(Excerpts from a dataset)
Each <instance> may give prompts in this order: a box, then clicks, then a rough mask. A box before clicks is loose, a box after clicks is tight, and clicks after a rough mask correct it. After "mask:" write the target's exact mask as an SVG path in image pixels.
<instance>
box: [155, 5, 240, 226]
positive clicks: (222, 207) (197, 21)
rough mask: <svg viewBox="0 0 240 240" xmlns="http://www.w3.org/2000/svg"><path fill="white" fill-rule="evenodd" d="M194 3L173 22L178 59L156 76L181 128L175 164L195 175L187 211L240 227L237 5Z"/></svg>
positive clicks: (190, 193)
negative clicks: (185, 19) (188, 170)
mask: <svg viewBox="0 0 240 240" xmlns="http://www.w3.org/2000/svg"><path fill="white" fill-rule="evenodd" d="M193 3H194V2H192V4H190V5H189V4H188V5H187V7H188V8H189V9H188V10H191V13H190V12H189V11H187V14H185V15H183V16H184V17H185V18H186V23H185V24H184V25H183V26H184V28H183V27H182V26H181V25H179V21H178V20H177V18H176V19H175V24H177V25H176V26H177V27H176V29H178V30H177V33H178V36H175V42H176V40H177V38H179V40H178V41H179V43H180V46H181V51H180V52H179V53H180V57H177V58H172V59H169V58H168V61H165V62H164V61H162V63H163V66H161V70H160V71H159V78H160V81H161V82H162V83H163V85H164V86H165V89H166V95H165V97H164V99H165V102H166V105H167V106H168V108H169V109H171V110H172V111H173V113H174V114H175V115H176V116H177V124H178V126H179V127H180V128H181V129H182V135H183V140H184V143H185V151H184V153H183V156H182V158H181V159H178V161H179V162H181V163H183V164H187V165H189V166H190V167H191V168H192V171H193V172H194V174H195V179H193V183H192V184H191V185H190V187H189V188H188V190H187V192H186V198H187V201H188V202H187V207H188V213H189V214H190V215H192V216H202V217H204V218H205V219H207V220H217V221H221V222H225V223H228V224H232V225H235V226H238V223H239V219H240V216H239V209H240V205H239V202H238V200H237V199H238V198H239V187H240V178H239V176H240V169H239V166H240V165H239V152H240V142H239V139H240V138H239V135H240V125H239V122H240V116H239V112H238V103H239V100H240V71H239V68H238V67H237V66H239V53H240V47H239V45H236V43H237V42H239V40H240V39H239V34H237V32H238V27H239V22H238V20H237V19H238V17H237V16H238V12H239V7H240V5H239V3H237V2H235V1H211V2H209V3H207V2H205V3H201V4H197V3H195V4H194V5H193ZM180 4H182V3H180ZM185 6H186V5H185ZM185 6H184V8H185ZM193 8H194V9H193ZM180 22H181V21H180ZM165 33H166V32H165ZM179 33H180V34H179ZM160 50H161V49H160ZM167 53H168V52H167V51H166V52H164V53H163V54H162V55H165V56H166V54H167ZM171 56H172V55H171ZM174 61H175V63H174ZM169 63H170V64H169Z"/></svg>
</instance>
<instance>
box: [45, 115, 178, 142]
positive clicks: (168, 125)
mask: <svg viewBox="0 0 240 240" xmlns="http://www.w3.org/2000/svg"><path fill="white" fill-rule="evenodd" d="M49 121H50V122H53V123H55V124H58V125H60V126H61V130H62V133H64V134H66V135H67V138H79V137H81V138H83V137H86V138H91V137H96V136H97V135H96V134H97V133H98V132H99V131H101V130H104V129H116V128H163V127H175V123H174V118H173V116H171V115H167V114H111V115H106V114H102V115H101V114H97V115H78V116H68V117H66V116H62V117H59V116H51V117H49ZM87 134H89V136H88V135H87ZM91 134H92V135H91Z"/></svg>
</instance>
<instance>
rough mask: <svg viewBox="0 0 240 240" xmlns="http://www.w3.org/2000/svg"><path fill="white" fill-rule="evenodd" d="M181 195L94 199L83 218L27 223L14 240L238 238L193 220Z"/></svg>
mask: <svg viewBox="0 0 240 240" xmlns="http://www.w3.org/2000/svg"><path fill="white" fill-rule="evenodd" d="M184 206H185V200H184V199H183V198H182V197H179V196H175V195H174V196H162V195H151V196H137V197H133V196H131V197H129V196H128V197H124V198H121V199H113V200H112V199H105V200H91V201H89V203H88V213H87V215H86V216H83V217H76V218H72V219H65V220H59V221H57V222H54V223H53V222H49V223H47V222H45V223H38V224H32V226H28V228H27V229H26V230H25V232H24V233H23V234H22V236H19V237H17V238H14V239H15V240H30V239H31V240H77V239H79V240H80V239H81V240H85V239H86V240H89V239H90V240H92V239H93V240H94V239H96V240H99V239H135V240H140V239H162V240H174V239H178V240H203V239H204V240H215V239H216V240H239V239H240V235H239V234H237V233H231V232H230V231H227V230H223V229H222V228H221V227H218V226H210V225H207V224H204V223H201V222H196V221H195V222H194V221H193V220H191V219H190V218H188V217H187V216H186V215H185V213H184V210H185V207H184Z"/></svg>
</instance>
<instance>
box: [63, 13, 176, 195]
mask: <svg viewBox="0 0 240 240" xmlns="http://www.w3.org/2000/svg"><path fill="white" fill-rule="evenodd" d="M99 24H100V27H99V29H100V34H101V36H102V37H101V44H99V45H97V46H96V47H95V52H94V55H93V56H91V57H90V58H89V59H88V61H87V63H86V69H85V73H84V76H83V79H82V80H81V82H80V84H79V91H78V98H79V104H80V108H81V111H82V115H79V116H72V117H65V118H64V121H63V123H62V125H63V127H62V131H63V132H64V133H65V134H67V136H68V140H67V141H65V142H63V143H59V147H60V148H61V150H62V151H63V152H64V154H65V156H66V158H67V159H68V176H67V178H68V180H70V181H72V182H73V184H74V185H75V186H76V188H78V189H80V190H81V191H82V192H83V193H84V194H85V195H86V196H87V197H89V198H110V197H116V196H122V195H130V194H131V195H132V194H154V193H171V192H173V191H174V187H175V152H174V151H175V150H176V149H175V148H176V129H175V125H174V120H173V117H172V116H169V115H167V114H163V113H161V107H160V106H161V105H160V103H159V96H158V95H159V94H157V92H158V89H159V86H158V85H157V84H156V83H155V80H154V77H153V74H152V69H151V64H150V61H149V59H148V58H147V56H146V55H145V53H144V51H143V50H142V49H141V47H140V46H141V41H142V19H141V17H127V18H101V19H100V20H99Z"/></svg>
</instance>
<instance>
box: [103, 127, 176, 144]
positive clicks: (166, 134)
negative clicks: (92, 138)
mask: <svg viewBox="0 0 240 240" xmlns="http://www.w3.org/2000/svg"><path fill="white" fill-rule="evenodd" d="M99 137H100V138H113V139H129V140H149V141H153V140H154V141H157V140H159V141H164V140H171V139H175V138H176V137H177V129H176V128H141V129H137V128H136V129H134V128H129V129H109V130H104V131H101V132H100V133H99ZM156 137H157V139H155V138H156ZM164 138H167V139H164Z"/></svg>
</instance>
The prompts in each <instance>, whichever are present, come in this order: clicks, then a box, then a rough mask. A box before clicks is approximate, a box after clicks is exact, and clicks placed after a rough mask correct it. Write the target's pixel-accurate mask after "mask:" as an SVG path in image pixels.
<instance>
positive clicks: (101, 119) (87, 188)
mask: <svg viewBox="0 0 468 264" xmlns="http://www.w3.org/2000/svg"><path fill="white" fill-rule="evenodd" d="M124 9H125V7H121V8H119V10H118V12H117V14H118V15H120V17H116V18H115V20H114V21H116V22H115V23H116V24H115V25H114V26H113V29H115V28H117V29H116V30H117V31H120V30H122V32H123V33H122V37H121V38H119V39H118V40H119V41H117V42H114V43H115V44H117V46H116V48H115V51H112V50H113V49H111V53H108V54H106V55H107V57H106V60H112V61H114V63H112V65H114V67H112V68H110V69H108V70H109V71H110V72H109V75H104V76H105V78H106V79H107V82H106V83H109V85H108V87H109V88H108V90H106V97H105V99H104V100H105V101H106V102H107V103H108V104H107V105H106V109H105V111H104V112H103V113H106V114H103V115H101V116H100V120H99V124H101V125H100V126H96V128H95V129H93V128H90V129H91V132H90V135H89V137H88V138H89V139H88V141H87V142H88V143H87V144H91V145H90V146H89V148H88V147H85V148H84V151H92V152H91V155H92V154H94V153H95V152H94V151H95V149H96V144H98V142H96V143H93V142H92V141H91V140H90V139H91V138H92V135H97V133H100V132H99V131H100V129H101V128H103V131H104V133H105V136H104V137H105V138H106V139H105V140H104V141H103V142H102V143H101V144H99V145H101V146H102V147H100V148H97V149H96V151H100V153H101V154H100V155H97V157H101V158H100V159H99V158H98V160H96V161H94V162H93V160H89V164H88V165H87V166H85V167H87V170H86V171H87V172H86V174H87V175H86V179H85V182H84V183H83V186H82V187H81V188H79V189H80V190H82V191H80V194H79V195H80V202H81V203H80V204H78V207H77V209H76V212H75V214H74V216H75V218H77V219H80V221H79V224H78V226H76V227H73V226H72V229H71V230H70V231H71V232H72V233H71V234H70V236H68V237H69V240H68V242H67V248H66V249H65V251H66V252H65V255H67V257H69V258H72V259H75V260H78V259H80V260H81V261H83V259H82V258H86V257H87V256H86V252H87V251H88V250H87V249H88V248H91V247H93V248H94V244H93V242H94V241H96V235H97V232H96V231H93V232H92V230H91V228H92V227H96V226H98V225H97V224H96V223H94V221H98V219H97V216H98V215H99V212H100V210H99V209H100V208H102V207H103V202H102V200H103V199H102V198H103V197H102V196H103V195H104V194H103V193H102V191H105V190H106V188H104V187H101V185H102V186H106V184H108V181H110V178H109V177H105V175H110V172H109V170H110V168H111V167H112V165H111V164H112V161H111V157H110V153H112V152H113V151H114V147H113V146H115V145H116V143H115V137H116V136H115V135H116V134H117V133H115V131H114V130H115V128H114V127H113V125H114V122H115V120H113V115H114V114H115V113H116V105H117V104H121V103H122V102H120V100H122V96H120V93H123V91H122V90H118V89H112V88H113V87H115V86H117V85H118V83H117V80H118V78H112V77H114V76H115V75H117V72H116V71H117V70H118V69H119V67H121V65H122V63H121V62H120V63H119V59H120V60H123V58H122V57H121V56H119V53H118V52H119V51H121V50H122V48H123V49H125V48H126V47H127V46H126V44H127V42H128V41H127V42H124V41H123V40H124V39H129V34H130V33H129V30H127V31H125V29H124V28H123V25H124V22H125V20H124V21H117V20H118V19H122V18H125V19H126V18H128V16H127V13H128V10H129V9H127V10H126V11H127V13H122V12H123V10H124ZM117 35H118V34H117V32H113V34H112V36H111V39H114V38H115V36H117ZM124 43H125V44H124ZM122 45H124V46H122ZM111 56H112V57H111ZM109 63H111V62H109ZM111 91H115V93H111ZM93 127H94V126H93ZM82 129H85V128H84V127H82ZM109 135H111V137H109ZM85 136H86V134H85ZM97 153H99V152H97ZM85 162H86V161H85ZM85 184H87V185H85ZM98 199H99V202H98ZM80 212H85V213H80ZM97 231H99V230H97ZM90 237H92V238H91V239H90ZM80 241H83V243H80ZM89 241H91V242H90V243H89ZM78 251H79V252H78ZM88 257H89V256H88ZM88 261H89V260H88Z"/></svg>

→ PROMPT
Only the lines with the string "prompts" are wanted; pick them out of the records above and copy them.

→ SOLUTION TO THIS EXERCISE
Each <instance> may give prompts in this order: a box, then clicks, then a rough mask. A box before clicks is loose, a box after clicks is tight, and clicks after a rough mask correct it. After "mask:" write the target's exact mask as an SVG path in image pixels.
The prompts in each <instance>, whichever are present, come in this order: clicks, then a box, then a rough mask. A box before clicks is approximate, a box after clicks is exact, and clicks placed after a rough mask correct it. Write the target's pixel-accurate mask after "mask:" as an SVG path in image pixels.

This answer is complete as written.